- [TASK INSTRUCTIONS]
a) Summarize the post on Brazil's infrastructure in two sentences.
b) Echo the part of the post on Brazil's infrastructure that opens with the words containing "[the estado do" and closes with "of this trend).".

::: EXCERPTED PASSAGE :::

Sunday, July 17, 2011

Brazil and Potentiality


[the estado do morumbi in Sao Paulo, on inauguration day in 1960; the stadium was opened only partially completed with a capacity of 70,000; the stadium once had a capacity of 120,000, though that has been reduced]

South American Correspondent Don Roman de la Mancha reports that the hysteria and speculation on Brazilian infrastructure is predictably heating up.  In the last decade the nation has enjoyed economic growth and stability (going from an IMF debtor nation to a creditor within a six year span) while implementing progressive social reforms.  Given this, it is not surprising that the expanding middle class is demanding more consumption.  More interesting for our purpose is the appetite for infrastructure they are exhibiting (this post on Pruned gave some early indication of this trend). 
[World Cup 2014 host cities, spread all over the country]

[a beltway under construction in Sao Paulo]

Both the World Cup and Summer Olympics are coming to this sprawling nation within a two year span beginning in 2014.  With host cities spread over an area larger than the whole of Western Europe*, and mega-cities such as Sao Paulo and Rio requiring significant upgrades to existing transit, sanitary, telecom and logistical systems, and a wealth of freshwater, productive farmland, and hydrocarbon and mineral wealth, the demand for infrastructure is understandable.  Partnerships with Peru to construct the inter-oceanic highway and open up further trading with China and India, or buddy loans to Argentina allowing them to repay their own World Bank debts and continued cooperation with Venezuela and the other nations of the MERCOSUR suggest that Brazil might be establishing an American hegemonic block that is not dominated by the US sphere of influence established by the Monroe Doctrine.  Truly, Brazil is taking the fuck off.

::: DATA EXCERPTS :::

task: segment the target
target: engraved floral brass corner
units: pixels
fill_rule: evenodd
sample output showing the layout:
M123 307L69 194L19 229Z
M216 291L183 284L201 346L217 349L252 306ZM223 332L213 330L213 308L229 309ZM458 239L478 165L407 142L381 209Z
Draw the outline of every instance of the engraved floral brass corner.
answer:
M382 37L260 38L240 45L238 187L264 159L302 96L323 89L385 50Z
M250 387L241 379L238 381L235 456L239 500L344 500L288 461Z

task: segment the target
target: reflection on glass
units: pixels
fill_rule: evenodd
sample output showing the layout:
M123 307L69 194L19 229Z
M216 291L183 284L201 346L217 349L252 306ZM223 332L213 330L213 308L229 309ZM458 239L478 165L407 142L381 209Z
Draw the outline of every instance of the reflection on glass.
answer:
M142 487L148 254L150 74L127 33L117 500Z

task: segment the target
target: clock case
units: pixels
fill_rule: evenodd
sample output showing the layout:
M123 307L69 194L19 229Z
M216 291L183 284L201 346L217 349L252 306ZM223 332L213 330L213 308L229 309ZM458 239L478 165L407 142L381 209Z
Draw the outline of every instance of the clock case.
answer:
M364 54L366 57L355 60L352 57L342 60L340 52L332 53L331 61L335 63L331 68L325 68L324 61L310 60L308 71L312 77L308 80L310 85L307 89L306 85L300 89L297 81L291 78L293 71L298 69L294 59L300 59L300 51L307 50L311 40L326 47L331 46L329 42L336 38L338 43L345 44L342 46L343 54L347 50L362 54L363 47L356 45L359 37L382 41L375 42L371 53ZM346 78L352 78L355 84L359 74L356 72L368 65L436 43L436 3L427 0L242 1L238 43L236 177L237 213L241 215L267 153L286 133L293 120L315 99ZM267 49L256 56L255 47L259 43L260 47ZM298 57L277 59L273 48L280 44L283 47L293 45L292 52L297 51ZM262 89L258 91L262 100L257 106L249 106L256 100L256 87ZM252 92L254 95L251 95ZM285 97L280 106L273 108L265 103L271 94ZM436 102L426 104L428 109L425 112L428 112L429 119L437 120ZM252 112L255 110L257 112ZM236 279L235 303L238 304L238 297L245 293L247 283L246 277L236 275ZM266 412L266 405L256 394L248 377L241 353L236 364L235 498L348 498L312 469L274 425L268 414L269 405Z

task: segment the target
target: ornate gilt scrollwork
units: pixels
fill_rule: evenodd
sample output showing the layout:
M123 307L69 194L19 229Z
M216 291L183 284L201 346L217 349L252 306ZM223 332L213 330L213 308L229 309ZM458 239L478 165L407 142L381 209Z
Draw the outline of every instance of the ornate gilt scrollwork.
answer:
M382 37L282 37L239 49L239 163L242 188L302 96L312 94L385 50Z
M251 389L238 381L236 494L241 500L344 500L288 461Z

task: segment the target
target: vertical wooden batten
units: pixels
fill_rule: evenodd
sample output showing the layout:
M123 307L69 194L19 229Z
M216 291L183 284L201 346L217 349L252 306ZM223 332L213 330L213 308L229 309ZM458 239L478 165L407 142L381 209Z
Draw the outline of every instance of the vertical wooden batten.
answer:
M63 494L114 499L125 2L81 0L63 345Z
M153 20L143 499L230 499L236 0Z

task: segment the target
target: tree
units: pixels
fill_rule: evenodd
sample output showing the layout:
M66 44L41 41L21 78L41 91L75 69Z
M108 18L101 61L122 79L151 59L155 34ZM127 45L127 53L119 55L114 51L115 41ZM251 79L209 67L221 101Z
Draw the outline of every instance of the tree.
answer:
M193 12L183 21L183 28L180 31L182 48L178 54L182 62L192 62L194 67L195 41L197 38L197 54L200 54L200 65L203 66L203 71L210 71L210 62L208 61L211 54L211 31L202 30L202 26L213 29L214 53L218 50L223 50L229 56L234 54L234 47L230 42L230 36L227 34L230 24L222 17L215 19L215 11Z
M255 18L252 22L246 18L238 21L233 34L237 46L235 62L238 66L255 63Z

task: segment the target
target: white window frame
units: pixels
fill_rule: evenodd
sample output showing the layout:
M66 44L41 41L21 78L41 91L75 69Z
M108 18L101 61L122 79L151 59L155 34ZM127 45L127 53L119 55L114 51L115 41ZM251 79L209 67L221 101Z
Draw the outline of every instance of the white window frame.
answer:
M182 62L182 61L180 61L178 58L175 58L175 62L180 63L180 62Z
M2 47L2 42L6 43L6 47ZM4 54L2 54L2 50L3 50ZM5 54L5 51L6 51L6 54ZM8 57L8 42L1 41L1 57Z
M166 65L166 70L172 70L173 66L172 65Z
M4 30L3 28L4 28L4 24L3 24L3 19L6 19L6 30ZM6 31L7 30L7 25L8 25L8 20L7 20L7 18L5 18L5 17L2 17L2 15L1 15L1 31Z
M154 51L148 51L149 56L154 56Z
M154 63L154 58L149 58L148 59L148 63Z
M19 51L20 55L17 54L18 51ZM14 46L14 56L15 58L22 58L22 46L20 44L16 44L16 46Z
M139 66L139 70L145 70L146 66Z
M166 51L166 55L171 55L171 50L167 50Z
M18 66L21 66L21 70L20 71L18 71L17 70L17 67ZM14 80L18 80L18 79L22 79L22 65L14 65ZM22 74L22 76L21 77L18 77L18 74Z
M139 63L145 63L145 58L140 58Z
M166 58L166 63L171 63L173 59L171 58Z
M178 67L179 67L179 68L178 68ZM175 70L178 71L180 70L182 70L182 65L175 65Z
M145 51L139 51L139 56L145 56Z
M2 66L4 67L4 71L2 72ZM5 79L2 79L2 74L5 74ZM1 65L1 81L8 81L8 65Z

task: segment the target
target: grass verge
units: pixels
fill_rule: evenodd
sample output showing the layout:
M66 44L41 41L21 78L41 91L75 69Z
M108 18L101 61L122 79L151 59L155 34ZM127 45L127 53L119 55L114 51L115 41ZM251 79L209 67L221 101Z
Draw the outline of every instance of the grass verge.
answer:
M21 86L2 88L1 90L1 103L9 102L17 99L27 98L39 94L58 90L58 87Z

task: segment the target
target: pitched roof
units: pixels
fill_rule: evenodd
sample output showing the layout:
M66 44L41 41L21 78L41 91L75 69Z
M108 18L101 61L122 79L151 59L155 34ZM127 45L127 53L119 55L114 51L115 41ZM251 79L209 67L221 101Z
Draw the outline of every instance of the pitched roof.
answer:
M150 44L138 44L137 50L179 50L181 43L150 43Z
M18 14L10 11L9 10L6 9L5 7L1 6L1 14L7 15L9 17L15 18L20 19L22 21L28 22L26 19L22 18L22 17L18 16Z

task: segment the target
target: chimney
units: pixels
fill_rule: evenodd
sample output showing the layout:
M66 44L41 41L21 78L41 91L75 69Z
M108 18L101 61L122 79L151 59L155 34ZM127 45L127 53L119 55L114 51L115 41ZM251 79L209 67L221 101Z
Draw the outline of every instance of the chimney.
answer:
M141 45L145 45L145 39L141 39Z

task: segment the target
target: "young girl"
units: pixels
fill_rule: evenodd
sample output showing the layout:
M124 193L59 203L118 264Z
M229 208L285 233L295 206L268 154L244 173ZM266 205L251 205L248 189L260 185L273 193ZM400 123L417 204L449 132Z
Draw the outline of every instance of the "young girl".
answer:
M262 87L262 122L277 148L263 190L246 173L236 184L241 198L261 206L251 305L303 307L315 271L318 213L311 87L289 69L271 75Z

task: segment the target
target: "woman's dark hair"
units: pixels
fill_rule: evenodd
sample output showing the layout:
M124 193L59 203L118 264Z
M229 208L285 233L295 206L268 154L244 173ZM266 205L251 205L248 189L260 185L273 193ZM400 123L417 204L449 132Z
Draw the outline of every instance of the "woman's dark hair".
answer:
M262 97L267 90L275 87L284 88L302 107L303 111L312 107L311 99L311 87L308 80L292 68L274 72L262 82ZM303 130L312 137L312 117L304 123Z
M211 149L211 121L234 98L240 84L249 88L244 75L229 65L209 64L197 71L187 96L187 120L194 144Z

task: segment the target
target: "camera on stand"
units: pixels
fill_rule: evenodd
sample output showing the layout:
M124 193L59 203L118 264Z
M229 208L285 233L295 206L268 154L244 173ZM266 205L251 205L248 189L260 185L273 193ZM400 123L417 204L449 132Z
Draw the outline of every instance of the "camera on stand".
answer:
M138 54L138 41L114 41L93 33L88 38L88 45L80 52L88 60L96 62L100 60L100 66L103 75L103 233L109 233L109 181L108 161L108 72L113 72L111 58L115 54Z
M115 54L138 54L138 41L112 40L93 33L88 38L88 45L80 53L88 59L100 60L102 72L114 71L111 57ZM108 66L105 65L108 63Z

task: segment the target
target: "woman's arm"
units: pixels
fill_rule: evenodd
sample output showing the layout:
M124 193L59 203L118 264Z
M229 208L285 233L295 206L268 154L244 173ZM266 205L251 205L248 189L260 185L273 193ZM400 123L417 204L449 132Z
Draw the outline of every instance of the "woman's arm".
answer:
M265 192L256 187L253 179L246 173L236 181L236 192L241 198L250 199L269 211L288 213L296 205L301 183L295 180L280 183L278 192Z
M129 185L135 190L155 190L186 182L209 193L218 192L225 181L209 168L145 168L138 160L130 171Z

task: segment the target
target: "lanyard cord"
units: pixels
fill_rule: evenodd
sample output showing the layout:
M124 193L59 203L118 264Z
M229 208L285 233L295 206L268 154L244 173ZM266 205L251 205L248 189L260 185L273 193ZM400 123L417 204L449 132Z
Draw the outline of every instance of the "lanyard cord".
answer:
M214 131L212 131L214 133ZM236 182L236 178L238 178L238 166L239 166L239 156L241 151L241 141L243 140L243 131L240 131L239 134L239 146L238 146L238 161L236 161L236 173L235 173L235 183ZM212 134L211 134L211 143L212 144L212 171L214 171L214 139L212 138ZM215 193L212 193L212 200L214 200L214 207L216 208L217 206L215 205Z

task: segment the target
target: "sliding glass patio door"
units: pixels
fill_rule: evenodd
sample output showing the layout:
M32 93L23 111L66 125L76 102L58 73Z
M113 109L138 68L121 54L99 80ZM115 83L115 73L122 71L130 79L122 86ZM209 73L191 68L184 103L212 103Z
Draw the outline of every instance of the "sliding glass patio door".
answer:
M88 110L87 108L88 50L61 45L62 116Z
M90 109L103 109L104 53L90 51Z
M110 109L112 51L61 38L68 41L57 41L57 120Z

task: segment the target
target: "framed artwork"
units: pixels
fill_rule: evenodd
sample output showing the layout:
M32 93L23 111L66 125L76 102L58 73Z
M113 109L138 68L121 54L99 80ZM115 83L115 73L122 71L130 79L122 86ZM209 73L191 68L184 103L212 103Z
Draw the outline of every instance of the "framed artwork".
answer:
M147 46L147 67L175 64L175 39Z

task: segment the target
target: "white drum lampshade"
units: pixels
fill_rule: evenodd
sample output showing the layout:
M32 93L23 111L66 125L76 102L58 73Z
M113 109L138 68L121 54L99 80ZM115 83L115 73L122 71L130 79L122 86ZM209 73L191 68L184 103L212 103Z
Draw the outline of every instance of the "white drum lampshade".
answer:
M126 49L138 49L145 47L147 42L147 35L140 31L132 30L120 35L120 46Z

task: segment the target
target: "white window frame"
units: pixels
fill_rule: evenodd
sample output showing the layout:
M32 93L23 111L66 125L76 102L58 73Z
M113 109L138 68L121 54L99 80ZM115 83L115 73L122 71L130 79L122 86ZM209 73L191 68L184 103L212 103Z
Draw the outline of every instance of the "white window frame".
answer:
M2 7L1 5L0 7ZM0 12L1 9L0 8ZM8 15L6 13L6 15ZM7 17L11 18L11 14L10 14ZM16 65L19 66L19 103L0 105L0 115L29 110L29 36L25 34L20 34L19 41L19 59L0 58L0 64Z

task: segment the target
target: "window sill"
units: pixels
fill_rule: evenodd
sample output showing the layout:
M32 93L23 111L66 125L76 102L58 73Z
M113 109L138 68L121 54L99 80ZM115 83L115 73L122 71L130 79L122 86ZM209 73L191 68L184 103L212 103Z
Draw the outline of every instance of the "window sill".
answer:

:::

- [EXPECTED RESPONSES]
a) Over the last decade Brazil has enjoyed economic growth and stability, going from an IMF debtor to a creditor within six years while implementing progressive social reforms, and its expanding middle class is demanding more consumption and showing an appetite for infrastructure. With the World Cup and Summer Olympics arriving within two years beginning in 2014, host cities spread over a vast area, and mega-cities such as Sao Paulo and Rio needing major upgrades, the demand for infrastructure is understandable, and Brazil's regional partnerships suggest it might be establishing an American bloc not dominated by US influence.

b)
[the estado do morumbi in Sao Paulo, on inauguration day in 1960; the stadium was opened only partially completed with a capacity of 70,000; the stadium once had a capacity of 120,000, though that has been reduced]

South American Correspondent Don Roman de la Mancha reports that the hysteria and speculation on Brazilian infrastructure is predictably heating up.  In the last decade the nation has enjoyed economic growth and stability (going from an IMF debtor nation to a creditor within a six year span) while implementing progressive social reforms.  Given this, it is not surprising that the expanding middle class is demanding more consumption.  More interesting for our purpose is the appetite for infrastructure they are exhibiting (this post on Pruned gave some early indication of this trend).